* begin *
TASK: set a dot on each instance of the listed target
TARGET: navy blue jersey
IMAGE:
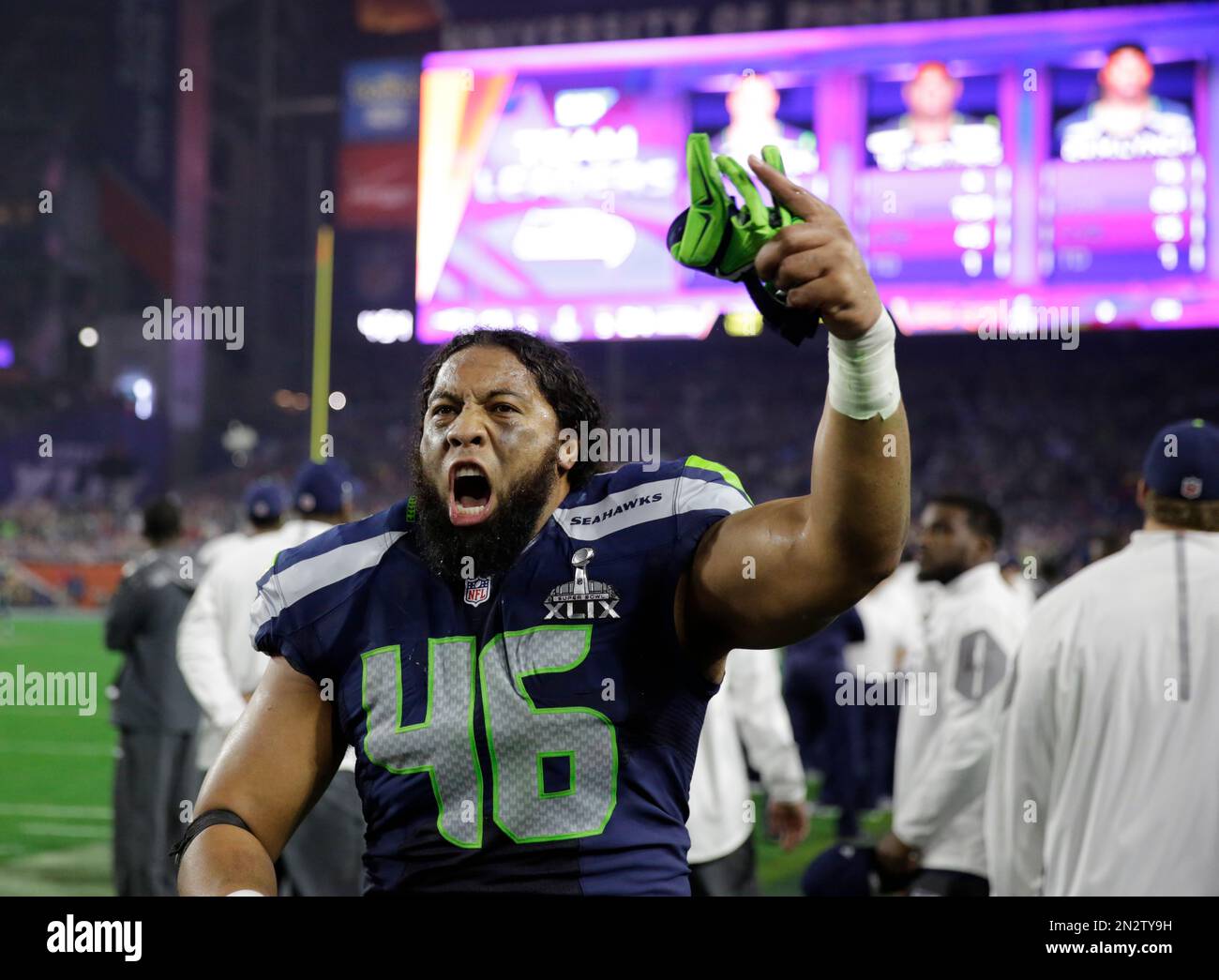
(531, 732)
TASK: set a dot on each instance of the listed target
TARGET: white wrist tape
(864, 372)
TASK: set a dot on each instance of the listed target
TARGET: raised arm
(773, 574)
(275, 765)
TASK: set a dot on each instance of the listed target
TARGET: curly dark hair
(557, 377)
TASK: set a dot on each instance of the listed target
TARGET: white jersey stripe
(313, 574)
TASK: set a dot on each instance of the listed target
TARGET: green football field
(56, 773)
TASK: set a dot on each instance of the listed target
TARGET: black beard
(495, 543)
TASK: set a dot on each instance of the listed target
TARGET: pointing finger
(792, 196)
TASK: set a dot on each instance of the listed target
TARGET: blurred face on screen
(752, 98)
(487, 463)
(946, 544)
(1126, 74)
(933, 93)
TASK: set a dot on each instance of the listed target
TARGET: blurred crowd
(1048, 436)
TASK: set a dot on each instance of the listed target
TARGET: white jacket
(747, 707)
(1106, 776)
(215, 655)
(943, 753)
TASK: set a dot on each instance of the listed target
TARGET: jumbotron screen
(1053, 161)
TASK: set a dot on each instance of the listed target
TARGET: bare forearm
(860, 500)
(223, 859)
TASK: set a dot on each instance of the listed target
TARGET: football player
(522, 653)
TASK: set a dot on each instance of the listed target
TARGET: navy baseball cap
(266, 500)
(1182, 460)
(842, 870)
(322, 489)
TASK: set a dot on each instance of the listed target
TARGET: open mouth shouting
(471, 499)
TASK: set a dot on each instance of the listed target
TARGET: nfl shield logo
(478, 592)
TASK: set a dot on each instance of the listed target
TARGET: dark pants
(730, 875)
(154, 776)
(950, 883)
(325, 853)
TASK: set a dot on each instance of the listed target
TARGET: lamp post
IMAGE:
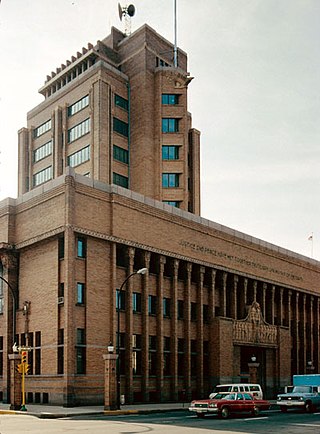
* end *
* **GOAL OF THE EXERCISE**: Rewrite all the rows above, leaving out the pictures, with every "white" swapped for "light gray" and nothing else altered.

* **COMPLETED EXERCISE**:
TASK: set a dot on each instance of the listed target
TARGET: navy blue jersey
IMAGE:
(531, 732)
TASK: set a dot on each instance of the listed target
TARGET: light gray wrist tape
(864, 372)
TASK: set a dot on each instance of the listed target
TARGET: raised arm
(773, 574)
(275, 765)
TASK: set a dot on each instance of the listed target
TARGET: curly dark hair
(557, 377)
TASK: set a dot on each instance of the listed target
TARGET: light gray jersey stripe
(313, 574)
TASK: set a dot on each instance of the listed target
TARGET: green football field
(56, 773)
TASK: set a dot on each instance of the listed target
TARGET: black beard
(495, 543)
TASK: set a dot on each instance of the listed target
TARGET: pointing finger
(792, 196)
TASK: set a dot on each instance of the listed target
TARGET: blurred face on screen
(752, 98)
(487, 463)
(946, 544)
(1126, 74)
(933, 93)
TASK: set a dot on each instance of the listed target
TARGET: blurred crowd
(1048, 436)
TASK: set a dot on each instance of the listed target
TARGET: light gray jacket
(747, 707)
(1106, 776)
(215, 655)
(943, 753)
TASK: set a dot on each instance of the listed target
TARGET: jumbotron screen
(1053, 161)
TASK: set a dot on each instance of the listed target
TARGET: bare forearm
(860, 500)
(223, 859)
TASK: set a dot on each instance of the listed target
TARGET: football player
(522, 653)
TASK: set a dot on each instance of the listed target
TARGET: navy baseball cap
(266, 500)
(1182, 460)
(842, 870)
(322, 489)
TASK: set a dot on each instance of the listed target
TARGET: open mouth shouting
(471, 499)
TASK: set a dot on each instance of the listed target
TARGET: nfl shield logo
(478, 592)
TASK: set a dot on each instance of the listed target
TARGET: dark pants
(730, 875)
(154, 776)
(950, 883)
(325, 853)
TASK: set a dot on each instance of the listed target
TARGET: lamp post
IMAGE:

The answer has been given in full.